### What you need to do
#1 In the recovery blog, what was the first alcoholic drink the writer ever had?
#2 Pick up the recovery blog after its final sentence and keep writing it.
BEGIN Source
Tuesday, April 9, 2024

Hitting Bottom . . . Or not

This morning I was presented with another opportunity to "be of service" while simultaneously staring "what might have been" square in the face.  The mother of the woman who nearly died of an alcoholic seizure was at the meeting, the woman who tearfully confessed to me a few days ago that she had finally "hit rock bottom" and then promptly disappeared from my meeting room.  Out of kindness to her I refrained from saying that for many people rock bottom is six feet under so pardom me if I withhold judgment for a while.  Eh, maybe I should have said it?  Who knows.  Tough love V an expression of kindness usually means a light touch with me.  I leave the  straightforward honesty to men and women better suited temperamentally to deliver it.

Mom asked me to walk with her to the daughter's apartment to say hello.  I was hesitant, not entirely sure if the daughter wanted company - actually completely certain that she didn't want any company -  but decided to go to support the mother.  The scene was not entirely unfamiliar: studio apartment, bed unmade, TV tuned to reruns of The Carol Burnett Show from like 1896, pajamas the attire du jour, and a cup of instant ramen noodles on the breakfast menu.  The young woman rarely raised her eyes above parallel.  The mother . . .  well .  . . mothering away in a fairly heavy-handed manner, very loving but trying mightily to steer her daughter into treatmen ideally but onto a healthier path at a minimum.  I didn't add much to the encounter.  To me the woman was, on this particular day, not worth my effort.  I was glad I could say hello and tell her I loved her but she clearly had no interest in any solution-based stuff.  She didn't appear to be drunk but she might have been on something and she was so, so deep into self-pity and immature defiance that any hopeful message was beyond her ability to absorb.  All I could tell mom on the walk back to her car was that it's really, really hard to get sober if you really, really want to get sober.  If you don't want to work at it then it's going to be nigh impossible.

In this case it's a lot easier for me - 36 years in and not a relation - to take this cold-sounding approach.  I'm happy to help in any way I can but I'm not going to pound my head on a rock talking to someone who isn't listening.  

This is another case that has given me a good shaking up.  It's like finding a badly injured bunny by the side of the road and watching it suffer.


Monday, April 8, 2024

Step One

Step One: "We admitted we were powerless over alcohol - that our lives had become unmanageable."

Guys, it says our lives had become unmanageable - not our wives.

The first time I drank alcohol was one Miller High Life in those clear bottles where the golden amber fluid glowed with a heavenly light.  It didn't make me feel good - it made me feel normal.  The reaction was so much more than a sense of ease and relaxation - the clouds parted, a beam of sunshine hit me and me only, and the angels sang.  I was afraid and anxious and then I was not.  I knew I had found The Answer.  When I tell this story to an alcoholic I get a knowing nod.   When I tell it to a non-alcoholic (I learned long ago not to do this) they back away as if I was Dracula.
END Source
BEGIN Given information
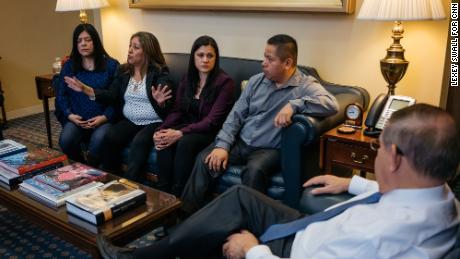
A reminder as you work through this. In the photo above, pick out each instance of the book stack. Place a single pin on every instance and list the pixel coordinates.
END Given information
### Expected results
#1 One Miller High Life, in a clear bottle.

#2
The first time I got drunk was at a party where I spent an hour or two lying in the dark on a cement basement floor.  It was not an uncomfortable experience.  I didn't feel embarrassed or have the need to do something else.  I was drunk and lying on a cool, cool cement floor.  It made sense to me.  It seemed like a reasonable thing to do.  I had alcohol in my system so I was pretty comfortable doing what I was doing.

"Alcohol: the solution to and the cause of all of my problems."  Homer J. Simpson

The unmanageable life was quite clear quite quickly but as long as I could numb myself with alcohol I was sure I was just about to solve everything.  I didn't have the sense that things were spinning totally out of control in a way that I couldn't eventually fix.  I was driving too fast on black ice while laboring under the illusion that if I just tapped the brakes and steered into the spin I wouldn't go off that thousand foot cliff.  "Tomorrow!" I'd shout.  "Tomorrow is the day when I get my shit together!"

Man, I didn't even know where my shit was anymore.

Sunday, April 7, 2024

Think! Think! Think!

There are times when it pays to take a second look - to really pay attention to those things that cross our paths.  We may have already missed a wonderful experience by hasty judgment.  When quick judgments are made from a limited point of view, the good qualities of anything are hidden.  The gifts that we receive from our Higher Power are useless if we are dull of spirit and incapacitated by our own smart minds.  In our "expert" attitudes, we sometimes allow the very things that would make us peaceful and happy pass us by without lifting a hand.

"I'm a guy who is prone to anxiety."  Sincity John-John

I'm too smart for my own good.
I'm not as smart as I think I am.
My own best thinking brought me to the rooms of Alcoholics Anonymous, a thoroughly broken man-child.
Nobody is too dumb to recover but there are plenty of people who are too smart - or who think they are.
Think, Think, Think!

"How are things going for you, Seaweed?  What do you have going for you?  Kids and a happy spouse?  A big house and plenty of money in the bank and two cars in the garage?  No legal woes?  Excellent, vibrant health?  A thriving career that brings in lots of cash and the respect of all of your  coworkers and supervisors?  No?  A big whiff?  Maybe you're not a high bottom drunk."  An obnoxious as shit sponsor in Chicago.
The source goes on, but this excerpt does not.